◆ **WHAT THE TASK REQUIRES**:
Restate the records in full, keeping every word as it is.

Start of DATA FOR THIS TASK

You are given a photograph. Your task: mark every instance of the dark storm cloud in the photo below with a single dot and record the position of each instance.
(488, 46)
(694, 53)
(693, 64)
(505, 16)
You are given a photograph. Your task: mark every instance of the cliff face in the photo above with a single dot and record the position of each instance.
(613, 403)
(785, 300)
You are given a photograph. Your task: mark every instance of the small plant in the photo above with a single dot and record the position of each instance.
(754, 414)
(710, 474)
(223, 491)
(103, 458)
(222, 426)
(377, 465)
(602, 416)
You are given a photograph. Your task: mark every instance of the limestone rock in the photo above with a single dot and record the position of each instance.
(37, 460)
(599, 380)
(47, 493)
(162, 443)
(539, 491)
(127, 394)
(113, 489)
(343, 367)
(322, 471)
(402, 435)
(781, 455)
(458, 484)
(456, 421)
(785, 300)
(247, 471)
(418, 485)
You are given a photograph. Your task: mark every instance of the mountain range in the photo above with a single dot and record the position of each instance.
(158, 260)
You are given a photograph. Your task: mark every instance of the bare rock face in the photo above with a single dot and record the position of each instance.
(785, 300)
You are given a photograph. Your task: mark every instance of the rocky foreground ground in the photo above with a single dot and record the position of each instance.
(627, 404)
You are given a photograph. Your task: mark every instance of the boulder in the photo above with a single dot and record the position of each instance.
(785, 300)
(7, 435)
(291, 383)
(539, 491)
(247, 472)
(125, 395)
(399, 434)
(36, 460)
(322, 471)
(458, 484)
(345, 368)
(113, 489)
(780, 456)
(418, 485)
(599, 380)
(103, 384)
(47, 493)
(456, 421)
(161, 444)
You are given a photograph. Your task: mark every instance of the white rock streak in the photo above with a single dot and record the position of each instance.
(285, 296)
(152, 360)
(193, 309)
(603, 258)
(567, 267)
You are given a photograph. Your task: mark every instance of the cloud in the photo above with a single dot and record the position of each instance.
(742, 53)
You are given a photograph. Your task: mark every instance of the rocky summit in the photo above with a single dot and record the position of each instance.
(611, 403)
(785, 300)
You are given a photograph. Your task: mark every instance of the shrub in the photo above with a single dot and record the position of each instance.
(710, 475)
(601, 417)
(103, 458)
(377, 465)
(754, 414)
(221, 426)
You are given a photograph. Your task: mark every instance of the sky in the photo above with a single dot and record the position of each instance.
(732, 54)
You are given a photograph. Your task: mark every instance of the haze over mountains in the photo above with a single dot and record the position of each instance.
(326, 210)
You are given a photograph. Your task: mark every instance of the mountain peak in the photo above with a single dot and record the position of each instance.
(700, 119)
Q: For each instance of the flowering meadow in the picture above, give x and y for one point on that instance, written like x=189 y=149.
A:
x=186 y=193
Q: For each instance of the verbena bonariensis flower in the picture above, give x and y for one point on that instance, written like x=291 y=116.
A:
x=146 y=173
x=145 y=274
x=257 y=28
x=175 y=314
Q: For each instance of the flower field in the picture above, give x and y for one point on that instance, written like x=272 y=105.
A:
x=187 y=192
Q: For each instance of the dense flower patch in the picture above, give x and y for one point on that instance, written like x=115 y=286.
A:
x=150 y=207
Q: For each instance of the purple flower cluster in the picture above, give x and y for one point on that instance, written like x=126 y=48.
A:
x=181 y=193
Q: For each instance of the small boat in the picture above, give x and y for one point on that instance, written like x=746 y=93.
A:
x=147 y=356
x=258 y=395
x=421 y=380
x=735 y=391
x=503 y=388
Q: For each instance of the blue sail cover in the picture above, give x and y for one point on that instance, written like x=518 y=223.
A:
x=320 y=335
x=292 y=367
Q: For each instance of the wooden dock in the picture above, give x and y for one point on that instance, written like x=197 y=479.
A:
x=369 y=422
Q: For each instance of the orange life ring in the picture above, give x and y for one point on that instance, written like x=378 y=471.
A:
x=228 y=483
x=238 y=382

End of DATA FOR THIS TASK

◆ **TASK RESULT**:
You are given a photograph. Your task: mark every instance of the dark storm cloud in the photo below with a single dot and record the position of each instance.
(488, 46)
(694, 53)
(693, 64)
(505, 16)
You are given a photograph. Your task: mark every instance of the cliff face in the photo above with a single dot and record the position of each instance.
(613, 403)
(785, 300)
You are given a photograph. Your task: mark every instance of the small plant in the photo above with a single dot and record the position of each instance.
(754, 414)
(710, 474)
(223, 491)
(103, 458)
(222, 426)
(377, 465)
(602, 416)
You are given a photograph. Your task: mark every instance of the limestone rock in the photo above with a single dot and record the position of each instance.
(37, 460)
(599, 380)
(47, 493)
(162, 443)
(539, 491)
(127, 394)
(113, 489)
(343, 367)
(322, 471)
(402, 435)
(781, 455)
(458, 484)
(456, 421)
(785, 300)
(247, 471)
(418, 485)
You are given a photograph. Your task: mark every instance of the mountain range in the photo above with a single dot and record the position of each instance.
(158, 260)
You are given a photograph. Your task: mark every instance of the bare rock face in the photo above with a single dot and record the position of each instance.
(785, 300)
You are given a photograph. Your task: mark every instance of the rocky foreground ground in the photo above with a single dot and record the position of each instance.
(627, 404)
You are given a photograph. Your task: mark every instance of the boulder in the photo above with a single dot and record the position of each instance.
(785, 300)
(7, 435)
(291, 383)
(539, 491)
(247, 472)
(125, 395)
(399, 434)
(36, 460)
(322, 471)
(458, 484)
(345, 368)
(113, 489)
(780, 456)
(418, 485)
(599, 380)
(103, 384)
(47, 493)
(456, 421)
(161, 444)
You are given a photograph. Your task: mark every instance of the white rock streak in the photo above with a single dot and record the position of each instance.
(285, 296)
(152, 360)
(193, 309)
(603, 258)
(567, 267)
You are given a photograph. Your task: mark every instance of the cloud in the photo above with a single dot and record the position of each instance.
(742, 53)
You are given a photograph. Your task: mark every instance of the rocky summit in the photo above with a single dot and record the position of each instance.
(611, 403)
(785, 300)
You are given a photograph. Your task: mark every instance of the shrub in the photo above with a single dot and record the position of each instance.
(710, 475)
(601, 417)
(103, 458)
(377, 465)
(754, 414)
(221, 426)
You are given a photograph. Your task: mark every instance of the sky in the photo above with a single dot and record the position of each instance.
(732, 54)
You are given a photograph. Your task: mark every instance of the haze over mountains in the photo above with a single dot and record the position of each instance.
(326, 210)
You are given a photograph. Your task: mark every instance of the mountain peak in the photo above with a single dot and record the position of each instance.
(700, 119)
Q: For each instance of the flowering meadow in the picture above, give x and y for one point on that instance, written like x=189 y=149.
A:
x=186 y=193
Q: For each instance of the verbena bonariensis flower in the picture above, give x and y for one point on that instance, written like x=291 y=116.
A:
x=146 y=173
x=145 y=274
x=257 y=28
x=175 y=314
Q: For each instance of the flower field in the picture above, give x and y for one point on that instance, written like x=272 y=105.
A:
x=187 y=192
Q: For each instance of the dense flower patch in the picture above, give x and y for one point on that instance, written like x=115 y=286.
A:
x=150 y=207
Q: For each instance of the purple flower cluster in the picture above, give x and y for one point on that instance, written like x=126 y=48.
A:
x=181 y=193
Q: For each instance of the small boat in the picture above, give x and y for one point on that instance, written like x=746 y=93.
A:
x=147 y=356
x=258 y=395
x=421 y=380
x=735 y=391
x=503 y=388
Q: For each instance of the blue sail cover in the picture above, give x and y for one point on that instance, written like x=518 y=223.
A:
x=320 y=335
x=292 y=367
Q: For each instance of the wooden dock in the picture above, give x and y for one point on that instance, written like x=197 y=479.
A:
x=369 y=422
Q: For each instance of the orange life ring in the picture above, give x and y for one point on that instance, written like x=378 y=471.
A:
x=228 y=483
x=238 y=382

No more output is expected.